- YOUR GOAL -
Return every line of the records below as a JSON list of strings, one string per line with blank lines omitted. Leave the pictures out of the list.

- RECORD EXCERPTS -
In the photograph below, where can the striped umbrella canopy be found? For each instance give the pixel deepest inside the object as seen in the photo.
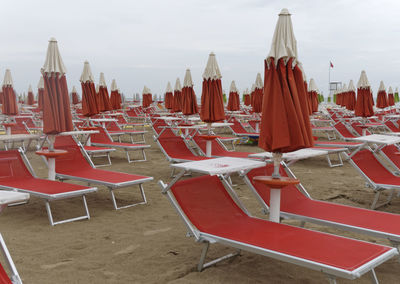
(169, 97)
(189, 101)
(56, 107)
(10, 106)
(89, 96)
(115, 97)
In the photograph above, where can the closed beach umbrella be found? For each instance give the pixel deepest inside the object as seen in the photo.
(169, 97)
(115, 97)
(258, 94)
(313, 95)
(74, 96)
(381, 99)
(189, 101)
(364, 106)
(56, 108)
(40, 93)
(351, 96)
(146, 97)
(10, 106)
(233, 100)
(177, 105)
(285, 125)
(105, 104)
(246, 98)
(212, 103)
(31, 96)
(89, 96)
(390, 97)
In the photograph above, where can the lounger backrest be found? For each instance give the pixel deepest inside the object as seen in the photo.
(370, 166)
(100, 137)
(342, 129)
(206, 203)
(216, 148)
(12, 167)
(289, 196)
(73, 159)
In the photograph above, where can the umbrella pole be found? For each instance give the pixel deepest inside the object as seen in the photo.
(208, 143)
(275, 193)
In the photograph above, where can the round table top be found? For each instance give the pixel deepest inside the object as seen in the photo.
(276, 182)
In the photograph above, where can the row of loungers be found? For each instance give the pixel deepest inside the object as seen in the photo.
(17, 174)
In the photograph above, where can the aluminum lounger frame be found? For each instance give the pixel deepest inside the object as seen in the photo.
(393, 238)
(54, 197)
(377, 187)
(15, 278)
(111, 186)
(207, 239)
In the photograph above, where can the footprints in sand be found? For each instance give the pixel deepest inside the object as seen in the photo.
(127, 250)
(154, 232)
(55, 265)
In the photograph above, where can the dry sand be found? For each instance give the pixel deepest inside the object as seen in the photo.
(148, 243)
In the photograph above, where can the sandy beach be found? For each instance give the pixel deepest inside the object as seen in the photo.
(148, 243)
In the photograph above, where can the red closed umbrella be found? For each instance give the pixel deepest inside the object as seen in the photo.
(212, 103)
(177, 104)
(233, 100)
(313, 95)
(390, 97)
(31, 96)
(381, 99)
(285, 123)
(89, 96)
(10, 106)
(40, 93)
(258, 94)
(115, 97)
(189, 101)
(364, 105)
(146, 97)
(104, 99)
(169, 97)
(74, 96)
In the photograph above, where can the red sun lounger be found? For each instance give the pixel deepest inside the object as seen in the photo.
(17, 174)
(377, 176)
(14, 277)
(212, 216)
(74, 166)
(102, 139)
(296, 203)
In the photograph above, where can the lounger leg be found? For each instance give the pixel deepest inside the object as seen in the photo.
(50, 216)
(203, 265)
(114, 201)
(374, 279)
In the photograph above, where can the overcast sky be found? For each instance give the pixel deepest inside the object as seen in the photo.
(152, 42)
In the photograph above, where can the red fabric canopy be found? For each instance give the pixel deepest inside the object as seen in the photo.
(104, 100)
(285, 124)
(233, 102)
(56, 108)
(10, 106)
(189, 102)
(257, 100)
(313, 98)
(115, 100)
(247, 100)
(177, 102)
(381, 100)
(364, 106)
(169, 100)
(31, 98)
(89, 99)
(212, 103)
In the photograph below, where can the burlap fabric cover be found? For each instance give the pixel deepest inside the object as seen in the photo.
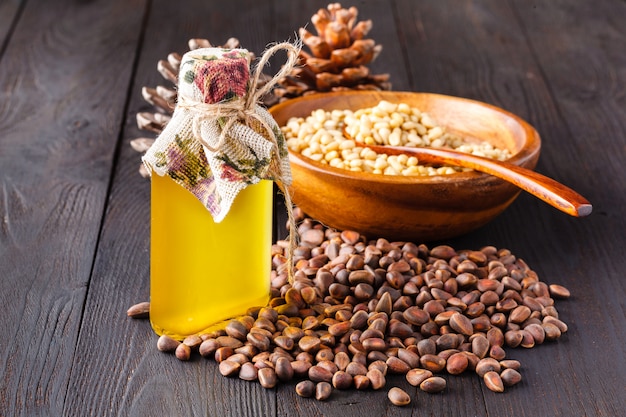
(194, 150)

- PROBLEM SOLUTION -
[
  "In the photograph below, where can the striped umbrella canopy be found? For each instance give the pixel deepest inside the object as seen in the photo.",
  "(169, 97)",
  "(189, 101)",
  "(56, 107)",
  "(10, 106)",
  "(89, 96)",
  "(115, 97)",
  "In the photograph above, where can the closed beach umbrella be found? For each instance give the pixel deepest inside the object as seen in the photo.",
  "(169, 97)",
  "(115, 97)",
  "(258, 94)",
  "(313, 95)",
  "(74, 96)",
  "(381, 99)",
  "(189, 101)",
  "(364, 106)",
  "(56, 108)",
  "(40, 93)",
  "(351, 96)",
  "(146, 97)",
  "(10, 106)",
  "(233, 100)",
  "(177, 105)",
  "(285, 125)",
  "(105, 104)",
  "(246, 98)",
  "(212, 103)",
  "(31, 96)",
  "(89, 96)",
  "(390, 97)",
  "In the photograph above, where can the lounger backrest be found? For each instance give the pixel deepest inside the object as seen in the photo.",
  "(370, 166)",
  "(100, 137)",
  "(342, 129)",
  "(206, 203)",
  "(216, 148)",
  "(12, 167)",
  "(289, 196)",
  "(73, 159)",
  "In the photograph above, where can the umbrella pole be found? For each instance give the pixel deepest inside the object as seen in the photo.",
  "(208, 143)",
  "(275, 193)",
  "In the photograph above, where can the round table top be found? For each instance give the pixel deepest inside the object as seen in the photo.",
  "(276, 182)",
  "In the photograph above, where can the row of loungers be found? For each instance give the pixel deepest inside the object as seen in the photo.",
  "(17, 174)",
  "In the photograph above, where can the aluminum lounger frame be found? For each instance give the pixel deepest inside the object as seen in the photo.",
  "(393, 238)",
  "(54, 197)",
  "(377, 187)",
  "(15, 278)",
  "(111, 186)",
  "(207, 239)",
  "In the photograph above, where can the footprints in sand be found? For each instance give the pixel deepest inside the object as seen in the photo.",
  "(127, 250)",
  "(154, 232)",
  "(55, 265)",
  "In the photograph above, where can the dry sand be found? For each instance give the pixel deepest inside the object as seen in the photo.",
  "(148, 243)",
  "In the photograph above, where can the sandy beach be found? For each instance give the pixel deepest inside the object as seen in the photo.",
  "(148, 243)",
  "In the photograph above, where can the red closed umbrella be found? For each instance give the pixel deepest inside the object as seen in the photo.",
  "(212, 103)",
  "(177, 104)",
  "(233, 100)",
  "(313, 95)",
  "(390, 97)",
  "(31, 96)",
  "(381, 99)",
  "(285, 123)",
  "(89, 96)",
  "(10, 106)",
  "(40, 93)",
  "(258, 94)",
  "(115, 97)",
  "(189, 101)",
  "(364, 105)",
  "(146, 97)",
  "(104, 99)",
  "(169, 97)",
  "(74, 96)",
  "In the photograph above, where can the red sun lounger be found? For each instance give the pixel deepest inside the object as seen in the photo.",
  "(17, 174)",
  "(377, 176)",
  "(14, 277)",
  "(212, 216)",
  "(74, 166)",
  "(102, 139)",
  "(296, 203)",
  "In the photograph above, where can the lounger leg be found? For each instance give the pixel deepest inside the object as seen in the photo.",
  "(50, 216)",
  "(203, 265)",
  "(114, 201)",
  "(374, 279)",
  "In the photograph above, where can the overcast sky be found? For each instance give the pixel deepest inside the object as seen in the photo.",
  "(152, 42)",
  "In the photograph above, where can the red fabric canopy be found? For each instance give the pixel deepest inside the object as seen in the photo.",
  "(104, 100)",
  "(285, 124)",
  "(233, 102)",
  "(56, 108)",
  "(10, 106)",
  "(189, 102)",
  "(257, 100)",
  "(313, 98)",
  "(115, 100)",
  "(247, 100)",
  "(177, 102)",
  "(381, 100)",
  "(364, 106)",
  "(169, 100)",
  "(31, 98)",
  "(89, 99)",
  "(212, 103)",
  "In the photograph below, where can the burlap fabric cover be found? For each instance give the pixel deepest inside the object as seen in the photo.",
  "(194, 150)"
]